### GOAL
Change "dining chair" to "armchair" throughout the data below, and give the lines back otherwise unaltered, leaving out the pictures.

**********

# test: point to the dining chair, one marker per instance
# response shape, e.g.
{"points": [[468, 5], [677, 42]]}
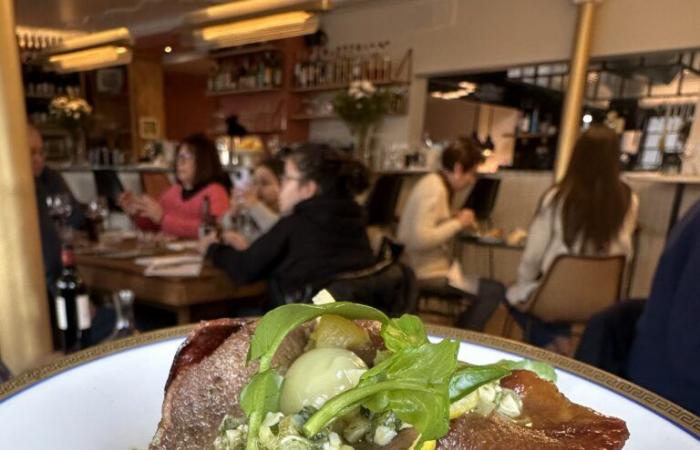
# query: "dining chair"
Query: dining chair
{"points": [[573, 290]]}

**********

### CORRECT RESULT
# test: point to the armchair, one marker per instance
# response shape, e.g.
{"points": [[468, 5], [677, 42]]}
# query: "armchair"
Query: armchair
{"points": [[573, 290]]}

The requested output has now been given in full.